## BEGIN EXCERPTED RECORDS

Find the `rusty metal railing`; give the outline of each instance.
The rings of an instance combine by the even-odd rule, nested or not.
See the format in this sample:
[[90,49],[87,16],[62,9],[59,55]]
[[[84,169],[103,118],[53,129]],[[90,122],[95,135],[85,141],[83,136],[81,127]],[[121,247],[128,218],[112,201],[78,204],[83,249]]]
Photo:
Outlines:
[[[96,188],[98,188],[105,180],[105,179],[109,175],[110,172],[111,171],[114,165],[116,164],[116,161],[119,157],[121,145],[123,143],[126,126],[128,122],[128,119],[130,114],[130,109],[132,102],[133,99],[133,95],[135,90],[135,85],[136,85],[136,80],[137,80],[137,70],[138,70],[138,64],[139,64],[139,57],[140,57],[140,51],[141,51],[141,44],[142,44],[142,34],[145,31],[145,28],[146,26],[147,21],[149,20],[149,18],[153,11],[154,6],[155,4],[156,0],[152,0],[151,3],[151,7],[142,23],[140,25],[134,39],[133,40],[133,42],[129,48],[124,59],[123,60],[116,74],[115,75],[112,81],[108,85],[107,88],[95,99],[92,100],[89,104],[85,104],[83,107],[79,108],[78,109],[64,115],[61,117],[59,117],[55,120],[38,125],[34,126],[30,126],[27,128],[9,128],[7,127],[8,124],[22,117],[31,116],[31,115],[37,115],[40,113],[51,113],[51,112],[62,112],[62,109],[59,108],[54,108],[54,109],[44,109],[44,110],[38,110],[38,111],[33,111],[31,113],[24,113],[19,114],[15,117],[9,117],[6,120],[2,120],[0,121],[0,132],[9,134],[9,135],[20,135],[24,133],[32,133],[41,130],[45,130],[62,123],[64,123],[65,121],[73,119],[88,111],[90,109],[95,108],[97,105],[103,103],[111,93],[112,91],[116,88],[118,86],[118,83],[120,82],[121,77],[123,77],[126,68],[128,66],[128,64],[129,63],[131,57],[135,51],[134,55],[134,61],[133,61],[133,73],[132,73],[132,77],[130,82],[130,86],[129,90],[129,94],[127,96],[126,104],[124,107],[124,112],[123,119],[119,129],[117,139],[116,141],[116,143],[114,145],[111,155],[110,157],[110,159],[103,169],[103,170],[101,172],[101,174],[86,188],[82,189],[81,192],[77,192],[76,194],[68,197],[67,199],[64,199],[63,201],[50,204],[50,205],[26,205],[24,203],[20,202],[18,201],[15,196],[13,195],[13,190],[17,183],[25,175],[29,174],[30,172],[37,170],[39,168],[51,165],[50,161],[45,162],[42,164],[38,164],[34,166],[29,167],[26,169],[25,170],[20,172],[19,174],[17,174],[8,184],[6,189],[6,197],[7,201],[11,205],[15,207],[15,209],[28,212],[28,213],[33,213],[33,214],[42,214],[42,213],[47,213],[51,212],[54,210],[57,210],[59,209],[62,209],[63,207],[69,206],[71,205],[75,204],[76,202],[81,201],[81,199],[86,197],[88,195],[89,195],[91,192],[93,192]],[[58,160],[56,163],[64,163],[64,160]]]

## END EXCERPTED RECORDS

### TASK DETAILS
Swap "instance" for "object" throughout the lines above and reproduce them with everything else unchanged.

### ANSWER TO THE PROBLEM
Find the `rusty metal railing`; give the outline of each object.
The rings of an object combine by the even-odd rule, nested or not.
See the format in this sample:
[[90,49],[87,16],[62,9],[59,55]]
[[[84,169],[103,118],[53,129]],[[90,122],[95,135],[85,141],[83,136],[81,127]],[[121,247],[128,218],[112,201],[78,204],[83,249]]]
Photo:
Outlines:
[[[96,188],[98,188],[105,180],[105,179],[109,175],[110,172],[111,171],[114,165],[116,164],[116,161],[119,157],[121,145],[123,143],[126,126],[128,122],[128,119],[130,114],[130,109],[132,102],[133,99],[133,95],[135,90],[135,85],[136,85],[136,80],[137,80],[137,70],[138,70],[138,64],[139,64],[139,57],[140,57],[140,51],[141,51],[141,44],[142,44],[142,34],[145,31],[145,28],[146,26],[147,21],[149,20],[149,18],[153,11],[154,6],[155,4],[156,0],[152,0],[151,3],[151,7],[142,23],[140,25],[134,39],[133,40],[133,42],[129,48],[124,59],[123,60],[116,74],[115,75],[112,81],[108,85],[107,88],[95,99],[92,100],[89,104],[85,104],[83,107],[79,108],[78,109],[64,115],[61,117],[59,117],[55,120],[38,125],[34,126],[30,126],[27,128],[9,128],[7,127],[8,124],[22,117],[31,116],[31,115],[37,115],[40,113],[51,113],[51,112],[62,112],[62,109],[59,108],[54,108],[54,109],[44,109],[44,110],[38,110],[38,111],[33,111],[31,113],[24,113],[19,114],[15,117],[9,117],[6,120],[2,120],[0,121],[0,132],[9,134],[9,135],[20,135],[24,133],[32,133],[41,130],[45,130],[62,123],[64,123],[65,121],[73,119],[88,111],[90,109],[95,108],[97,105],[103,103],[111,93],[112,91],[116,88],[118,86],[118,83],[120,82],[121,77],[123,77],[126,68],[128,66],[128,64],[129,63],[131,57],[135,51],[134,55],[134,61],[133,61],[133,73],[132,73],[132,77],[130,82],[130,86],[129,90],[129,94],[127,96],[126,104],[124,107],[124,112],[123,119],[119,129],[117,139],[116,141],[116,143],[114,145],[111,155],[110,157],[110,159],[103,169],[103,170],[101,172],[101,174],[86,188],[82,189],[81,192],[77,192],[76,194],[68,197],[67,199],[64,199],[63,201],[50,204],[50,205],[26,205],[24,203],[20,202],[18,201],[15,196],[13,195],[13,190],[17,183],[25,175],[29,174],[30,172],[37,170],[39,168],[51,165],[50,161],[45,162],[42,164],[38,164],[34,166],[29,167],[26,169],[25,170],[20,172],[19,174],[17,174],[8,184],[6,189],[6,197],[7,201],[11,205],[15,207],[15,209],[28,212],[28,213],[33,213],[33,214],[42,214],[42,213],[47,213],[51,212],[54,210],[57,210],[59,209],[62,209],[63,207],[69,206],[71,205],[75,204],[76,202],[81,201],[81,199],[86,197],[88,195],[89,195],[91,192],[93,192]],[[58,160],[56,163],[64,163],[64,160]]]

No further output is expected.